## WORK TO BE COMPLETED
At the line containing "Game engine object recognition — detect blue", begin retyping, and stop after the last line of the data; add nothing.

┌────────

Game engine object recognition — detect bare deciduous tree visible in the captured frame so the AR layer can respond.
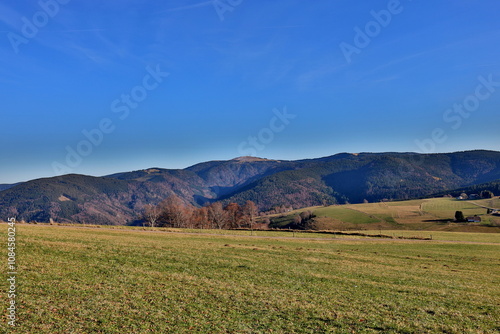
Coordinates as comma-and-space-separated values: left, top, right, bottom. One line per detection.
207, 202, 229, 229
192, 206, 209, 229
158, 195, 188, 228
242, 200, 258, 230
143, 204, 161, 227
224, 202, 243, 228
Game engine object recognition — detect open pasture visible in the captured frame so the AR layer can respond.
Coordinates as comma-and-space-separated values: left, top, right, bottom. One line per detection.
2, 224, 499, 333
309, 198, 500, 231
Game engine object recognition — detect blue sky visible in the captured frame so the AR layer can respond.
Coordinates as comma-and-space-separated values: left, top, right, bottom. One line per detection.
1, 0, 500, 183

└────────

## RESPONSE BOX
Game engine object recognition — detect blue sky visible in the captured frame so the AR layer can respond.
Coordinates as comma-and-space-separated values: left, top, right, bottom. One line per detection.
1, 0, 500, 183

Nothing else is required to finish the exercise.